• PASSAGE GIVEN:

We can view the alerts generated by these labels:
open "http://$(docker-machine ip swarm-1)/monitor/alerts"
Let's confirm that the go-demo stack is up-and-running:
docker stack ps -f desired-state=running go-demo
There should be three replicas of the go-demo_main
service and one replica of the go-demo_db
service. Please wait for all replicas to be up and running.
We can confirm that Docker Flow Monitor is monitoring the go-demo
replicas:
open "http://$(docker-machine ip swarm-1)/monitor/targets"
There should be two or three targets depending on whether Prometheus already sent the alert to de-scale the service.
Automatically Scaling Services¶
Let's go back to the Prometheus' alert screen:
open "http://$(docker-machine ip swarm-1)/monitor/alerts"
By this time, the godemo_main_resptimebelow_unless_resptimeabove
alert should be red due to having no requests sent to go-demo
. The Alertmanager recieves this alert and sends a POST
request to the scaler
service to scale down go-demo
. The label com.df.scaleDownBy
on go-demo_main
is set to 1 thus the number of replicas goes from 4 to 3.
Let's look at the logs of scaler
:
docker service logs scaler_scaler
There should be a log message that states Scaling go-demo_main from 4 to 3 replicas (min: 2). We can check that this happened:
docker service ls -f name=go-demo_main
The output should be similar to the following:
NAME MODE REPLICAS IMAGE PORTS
go-demo_main replicated 3/3 vfarcic/go-demo:latest
Please visit your channel and you should see a Slack notification stating that go-demo_main
has scaled from 4 to 3 replicas.
Let's see what happens when response times of the service becomes high by sending requests that will result in high response times:
for i in {1..30}; do DELAY=$[ $RANDOM % 6000 ] curl "http://$(docker-machine ip swarm-1)/demo/hello?delay=$DELAY" done
Let's look at the alerts:
open "http://$(docker-machine ip swarm-1)/monitor/alerts"
The godemo_main_resptimeabove
turned red indicating that the threshold is reached. Alertmanager receives the alert, sends a POST
request to the scaler
service, and docker-scaler
scales go-demo_main
up by the value of com.df.scaleUpBy
. In this case, the value of com.df.scaleUpBy
is two. Let's look at the logs of docker-scaler
:
docker service logs scaler_scaler
There should be a log message that states Scaling go-demo_main from 3 to 5 replicas (max: 7). This message is also sent through Slack to notify us of this scaling event.
We can confirm that the number of replicas indeed scaled to three by querying the stack processes:
docker service ls -f name=go-demo_main
The output should look similar to the following:
NAME MODE REPLICAS IMAGE PORTS go-demo_main replicated 5/5 vfarcic/go-demo:latest
What Now?¶
We just went through a simple example of a system that automatically scales and de-scales services. Feel free to add additional metrics and services to this self-adapting system to customize it to your needs.
Please remove the demo cluster we created and free your resources:
docker-machine rm -f swarm-1 swarm-2 swarm-3

• EXERCISE INPUTS:
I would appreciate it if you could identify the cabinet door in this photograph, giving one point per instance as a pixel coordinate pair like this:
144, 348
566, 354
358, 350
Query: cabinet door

• REQUEST A:
Answer these questions from the scaling walkthrough, one line each:
(i) How many replicas of the go-demo_db service should be running?
(ii) What is the value of com.df.scaleUpBy?
(iii) What command removes the demo cluster?
• REQUEST B:
Find each line of the listing that contains the string "cabinet", with case counting, and copy those lines out.

• COMPLETE OUTPUT A:
(i) One.
(ii) Two.
(iii) docker-machine rm -f swarm-1 swarm-2 swarm-3

• COMPLETE OUTPUT B:
I would appreciate it if you could identify the cabinet door in this photograph, giving one point per instance as a pixel coordinate pair like this:
Query: cabinet door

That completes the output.